Data shown:
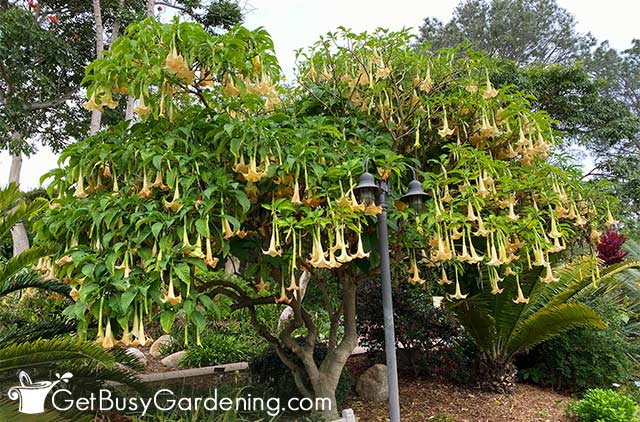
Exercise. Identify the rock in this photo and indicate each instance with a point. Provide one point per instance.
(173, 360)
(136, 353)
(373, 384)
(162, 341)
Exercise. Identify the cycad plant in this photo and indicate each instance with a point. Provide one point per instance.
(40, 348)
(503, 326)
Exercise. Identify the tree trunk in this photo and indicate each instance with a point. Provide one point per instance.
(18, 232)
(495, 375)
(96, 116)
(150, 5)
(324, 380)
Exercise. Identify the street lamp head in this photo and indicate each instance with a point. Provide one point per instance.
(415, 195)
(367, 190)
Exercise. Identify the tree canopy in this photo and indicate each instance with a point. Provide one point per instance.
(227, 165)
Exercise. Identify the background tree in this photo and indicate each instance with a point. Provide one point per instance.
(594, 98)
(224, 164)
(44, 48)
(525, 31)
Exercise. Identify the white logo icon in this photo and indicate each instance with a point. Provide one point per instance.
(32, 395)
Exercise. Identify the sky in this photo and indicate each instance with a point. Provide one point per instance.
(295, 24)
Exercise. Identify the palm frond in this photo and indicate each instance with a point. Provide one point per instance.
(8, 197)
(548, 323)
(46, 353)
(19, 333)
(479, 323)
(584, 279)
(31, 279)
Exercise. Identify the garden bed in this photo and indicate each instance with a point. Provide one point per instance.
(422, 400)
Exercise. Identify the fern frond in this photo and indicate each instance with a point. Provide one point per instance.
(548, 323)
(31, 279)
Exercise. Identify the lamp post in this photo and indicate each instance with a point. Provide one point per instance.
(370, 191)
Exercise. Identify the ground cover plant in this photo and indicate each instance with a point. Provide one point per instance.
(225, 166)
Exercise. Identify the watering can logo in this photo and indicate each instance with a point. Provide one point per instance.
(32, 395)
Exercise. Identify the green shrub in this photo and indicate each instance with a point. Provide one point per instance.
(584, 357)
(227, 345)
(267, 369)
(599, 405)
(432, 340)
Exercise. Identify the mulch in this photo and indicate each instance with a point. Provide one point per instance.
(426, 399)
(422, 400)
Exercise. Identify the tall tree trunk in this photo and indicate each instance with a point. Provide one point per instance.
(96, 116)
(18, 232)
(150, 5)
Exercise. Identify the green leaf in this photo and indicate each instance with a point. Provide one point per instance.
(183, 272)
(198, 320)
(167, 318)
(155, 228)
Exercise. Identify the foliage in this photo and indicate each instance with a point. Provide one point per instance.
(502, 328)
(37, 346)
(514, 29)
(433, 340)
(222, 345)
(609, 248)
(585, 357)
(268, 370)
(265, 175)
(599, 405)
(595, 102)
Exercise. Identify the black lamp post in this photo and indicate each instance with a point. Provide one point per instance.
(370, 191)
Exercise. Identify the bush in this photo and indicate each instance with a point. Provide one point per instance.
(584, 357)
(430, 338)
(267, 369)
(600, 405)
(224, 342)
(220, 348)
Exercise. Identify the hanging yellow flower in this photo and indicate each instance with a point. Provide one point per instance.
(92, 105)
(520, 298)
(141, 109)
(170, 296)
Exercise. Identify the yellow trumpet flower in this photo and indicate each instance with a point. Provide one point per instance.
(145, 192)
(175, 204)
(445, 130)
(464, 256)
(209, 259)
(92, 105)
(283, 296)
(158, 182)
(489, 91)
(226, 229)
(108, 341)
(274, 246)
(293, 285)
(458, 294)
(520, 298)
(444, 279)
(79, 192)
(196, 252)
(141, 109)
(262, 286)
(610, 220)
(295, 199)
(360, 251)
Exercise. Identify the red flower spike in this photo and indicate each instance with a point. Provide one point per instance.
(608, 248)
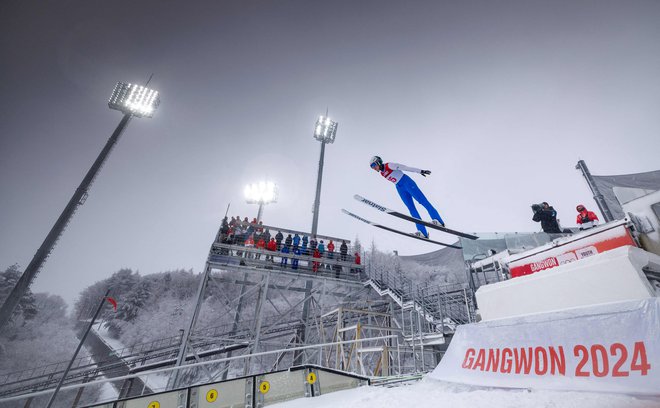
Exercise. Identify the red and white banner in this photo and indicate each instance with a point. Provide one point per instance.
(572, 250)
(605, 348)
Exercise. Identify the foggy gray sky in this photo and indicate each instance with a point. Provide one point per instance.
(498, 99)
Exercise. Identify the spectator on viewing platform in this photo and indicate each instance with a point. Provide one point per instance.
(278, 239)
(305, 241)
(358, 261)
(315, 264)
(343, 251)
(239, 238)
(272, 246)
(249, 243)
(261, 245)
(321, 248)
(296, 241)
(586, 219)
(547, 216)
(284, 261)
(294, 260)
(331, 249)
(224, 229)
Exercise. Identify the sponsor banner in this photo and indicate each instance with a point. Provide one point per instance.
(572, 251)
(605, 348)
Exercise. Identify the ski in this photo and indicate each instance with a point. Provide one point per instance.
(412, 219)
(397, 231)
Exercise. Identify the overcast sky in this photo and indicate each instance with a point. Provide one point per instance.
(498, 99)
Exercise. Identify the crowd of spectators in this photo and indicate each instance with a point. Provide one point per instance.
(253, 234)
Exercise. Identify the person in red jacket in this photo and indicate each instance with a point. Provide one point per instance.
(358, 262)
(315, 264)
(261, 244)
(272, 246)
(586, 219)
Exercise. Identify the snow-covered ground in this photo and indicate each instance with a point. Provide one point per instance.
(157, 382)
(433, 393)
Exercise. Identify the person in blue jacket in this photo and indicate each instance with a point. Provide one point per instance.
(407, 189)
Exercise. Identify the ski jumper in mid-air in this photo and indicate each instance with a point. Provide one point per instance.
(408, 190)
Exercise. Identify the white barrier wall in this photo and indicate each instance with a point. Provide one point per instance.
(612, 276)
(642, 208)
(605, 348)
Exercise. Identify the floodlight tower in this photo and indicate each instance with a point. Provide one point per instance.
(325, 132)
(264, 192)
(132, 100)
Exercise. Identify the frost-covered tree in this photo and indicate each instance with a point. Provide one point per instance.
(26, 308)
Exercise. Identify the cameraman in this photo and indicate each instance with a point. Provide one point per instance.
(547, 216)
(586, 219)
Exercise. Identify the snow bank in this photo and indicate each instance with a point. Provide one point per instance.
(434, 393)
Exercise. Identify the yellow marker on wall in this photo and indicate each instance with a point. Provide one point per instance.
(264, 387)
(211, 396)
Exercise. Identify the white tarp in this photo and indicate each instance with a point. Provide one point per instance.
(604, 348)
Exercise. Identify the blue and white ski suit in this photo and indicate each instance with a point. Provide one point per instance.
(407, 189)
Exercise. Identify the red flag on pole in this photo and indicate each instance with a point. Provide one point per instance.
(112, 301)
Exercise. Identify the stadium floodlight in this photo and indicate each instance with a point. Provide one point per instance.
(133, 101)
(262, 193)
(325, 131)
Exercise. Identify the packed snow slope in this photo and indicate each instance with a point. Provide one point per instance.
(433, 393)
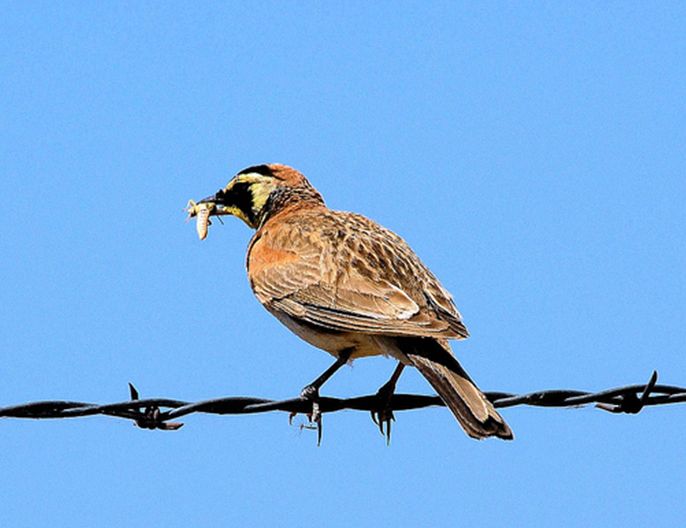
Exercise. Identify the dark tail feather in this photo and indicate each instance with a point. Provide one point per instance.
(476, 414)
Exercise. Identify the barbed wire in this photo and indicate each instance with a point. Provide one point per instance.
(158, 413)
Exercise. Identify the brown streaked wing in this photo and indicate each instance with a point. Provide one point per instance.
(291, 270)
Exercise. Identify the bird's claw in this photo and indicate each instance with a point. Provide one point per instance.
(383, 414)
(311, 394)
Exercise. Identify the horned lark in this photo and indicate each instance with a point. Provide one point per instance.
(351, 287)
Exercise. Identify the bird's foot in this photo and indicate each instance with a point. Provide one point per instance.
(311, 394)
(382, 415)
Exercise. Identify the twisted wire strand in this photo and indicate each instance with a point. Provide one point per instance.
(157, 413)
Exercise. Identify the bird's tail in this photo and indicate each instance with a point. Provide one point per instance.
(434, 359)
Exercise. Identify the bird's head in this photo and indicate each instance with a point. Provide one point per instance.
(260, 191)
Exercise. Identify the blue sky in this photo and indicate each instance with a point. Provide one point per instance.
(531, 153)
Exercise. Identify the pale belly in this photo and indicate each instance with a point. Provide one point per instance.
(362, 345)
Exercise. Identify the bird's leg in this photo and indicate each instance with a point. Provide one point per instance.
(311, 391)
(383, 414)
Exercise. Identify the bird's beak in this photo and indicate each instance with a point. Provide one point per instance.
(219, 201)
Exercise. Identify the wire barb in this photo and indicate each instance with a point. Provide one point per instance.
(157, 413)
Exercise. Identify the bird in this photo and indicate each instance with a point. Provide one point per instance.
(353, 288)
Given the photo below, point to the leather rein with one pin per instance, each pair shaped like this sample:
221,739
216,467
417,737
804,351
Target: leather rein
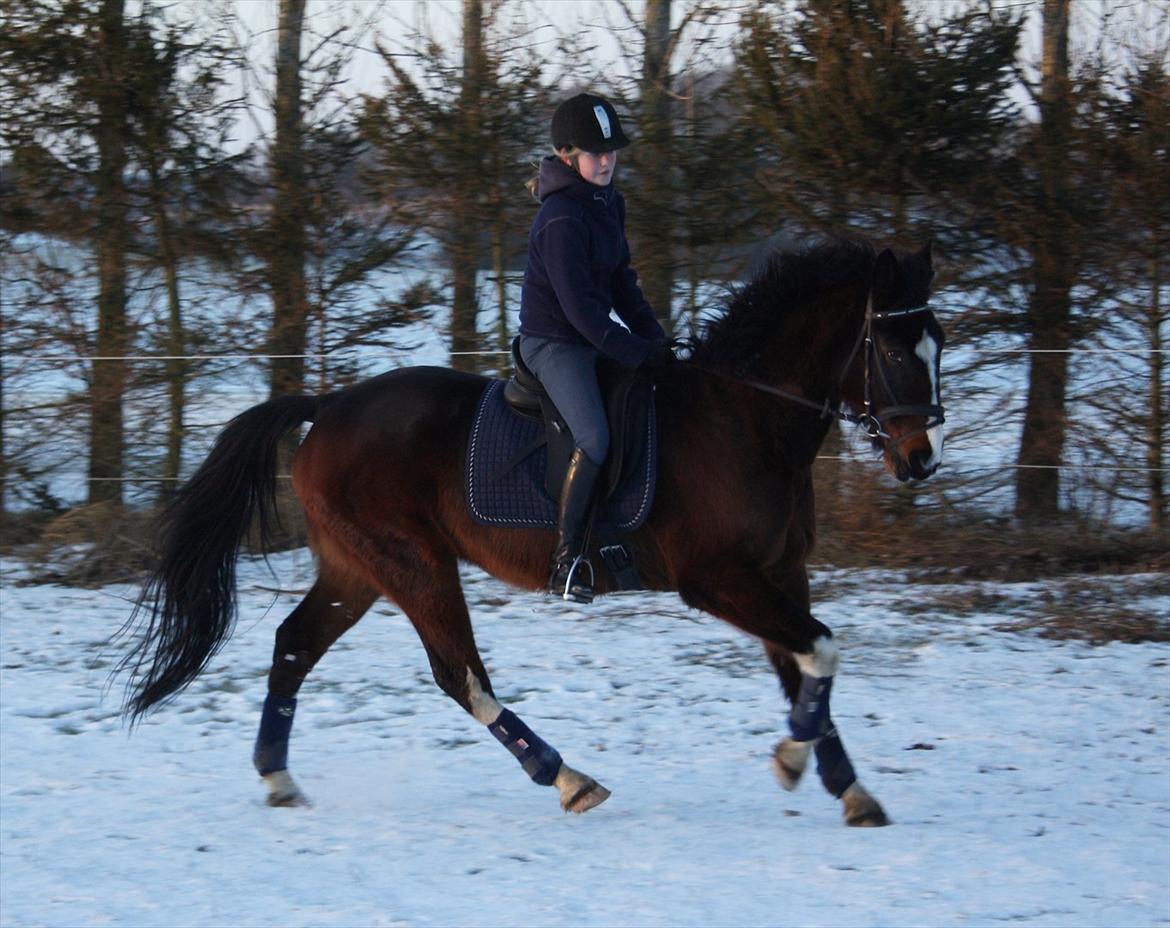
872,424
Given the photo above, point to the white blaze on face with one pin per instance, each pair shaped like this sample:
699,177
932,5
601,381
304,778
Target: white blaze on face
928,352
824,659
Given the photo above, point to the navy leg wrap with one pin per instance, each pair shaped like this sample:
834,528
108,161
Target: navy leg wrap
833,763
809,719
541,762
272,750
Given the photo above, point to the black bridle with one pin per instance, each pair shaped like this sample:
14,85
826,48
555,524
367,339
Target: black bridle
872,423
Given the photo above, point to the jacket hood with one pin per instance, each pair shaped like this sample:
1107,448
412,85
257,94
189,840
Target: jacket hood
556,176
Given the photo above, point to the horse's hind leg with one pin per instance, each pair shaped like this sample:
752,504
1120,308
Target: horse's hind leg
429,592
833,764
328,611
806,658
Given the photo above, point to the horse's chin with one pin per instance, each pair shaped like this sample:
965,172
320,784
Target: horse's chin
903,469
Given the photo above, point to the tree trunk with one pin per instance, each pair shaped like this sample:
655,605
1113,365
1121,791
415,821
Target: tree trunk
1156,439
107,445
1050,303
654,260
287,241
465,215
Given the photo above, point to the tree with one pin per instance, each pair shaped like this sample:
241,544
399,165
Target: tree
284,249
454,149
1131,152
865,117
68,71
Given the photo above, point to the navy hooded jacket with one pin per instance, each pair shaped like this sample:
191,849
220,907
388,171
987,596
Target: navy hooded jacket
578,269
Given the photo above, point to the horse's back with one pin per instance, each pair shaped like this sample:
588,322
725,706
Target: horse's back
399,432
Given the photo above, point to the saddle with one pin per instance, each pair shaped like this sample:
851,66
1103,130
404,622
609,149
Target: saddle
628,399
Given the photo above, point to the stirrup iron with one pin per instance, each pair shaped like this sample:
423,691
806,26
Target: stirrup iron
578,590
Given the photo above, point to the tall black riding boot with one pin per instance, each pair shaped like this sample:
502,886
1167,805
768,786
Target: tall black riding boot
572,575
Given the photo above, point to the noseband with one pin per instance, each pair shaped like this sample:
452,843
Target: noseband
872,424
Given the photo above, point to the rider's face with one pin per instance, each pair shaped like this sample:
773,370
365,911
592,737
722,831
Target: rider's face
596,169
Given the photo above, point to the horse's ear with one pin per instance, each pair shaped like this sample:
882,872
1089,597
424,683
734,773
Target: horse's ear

Exercise prompt: Starting at the line that contains "Given the photo above, point to the horse's back", output each remaining line of the listing, the last line included, exactly as it appears.

Output of the exercise:
Given the photo above, point to the horse's back with one pin per instance, each pair shaped like this sample:
588,322
725,706
Target: horse's back
399,432
Given the photo above, point to the saddle with one pin per instance, each pair shaped like this sample:
851,66
1103,130
404,622
609,149
Target: saddle
628,399
Given the photo above, point to the stirrup iron with one pin per instance, each pair shaped like this sample:
423,691
806,26
Target: stirrup iron
578,590
Given the photo above, point to the tall black riding boot with one pin per instance, each pair shaped like this sample:
502,886
1167,805
768,786
Target: tall black riding boot
572,575
Given the photo above, point to the noseband with one pin per instance, each pair shaped like this sample:
452,843
Target: noseband
872,424
Given the photo above, point to the rider's face with one pin per instance, each pair shaped like this sample:
773,370
365,911
592,737
722,831
Target: rider's face
596,169
Given the photo above, point to the horse's ear with one pin per instance, each pair shaped like this sample:
882,872
1089,597
424,683
734,773
Target: horse's ear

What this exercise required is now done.